_THE PROBLEM:_
Rewrite all the lines below, requests included, and multiply every bounding box coordinate in the answers by 1.4, rounding to whole numbers with halves going up. Leave the pictures out.

_THE RECORDS:_
##############################

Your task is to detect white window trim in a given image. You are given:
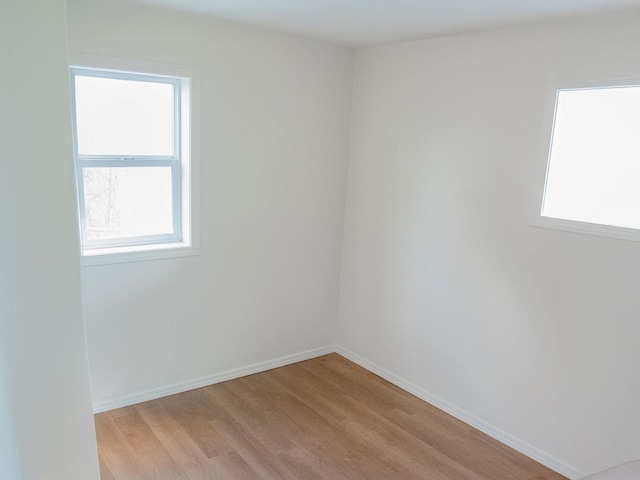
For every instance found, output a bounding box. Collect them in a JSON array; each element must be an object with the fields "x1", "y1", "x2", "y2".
[
  {"x1": 70, "y1": 53, "x2": 200, "y2": 266},
  {"x1": 530, "y1": 76, "x2": 640, "y2": 242}
]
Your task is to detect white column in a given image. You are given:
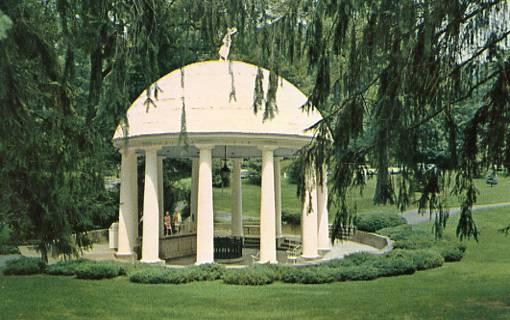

##############################

_WRITTEN ANSWER:_
Your task is to detect white window trim in a given image. You are given:
For every instance found, output a bounding box. Collect them in a JSON array; each element must be an object with the fields "x1", "y1", "x2", "y2".
[
  {"x1": 98, "y1": 74, "x2": 280, "y2": 372},
  {"x1": 742, "y1": 106, "x2": 896, "y2": 339}
]
Your task is to detect white column in a given image. You are given:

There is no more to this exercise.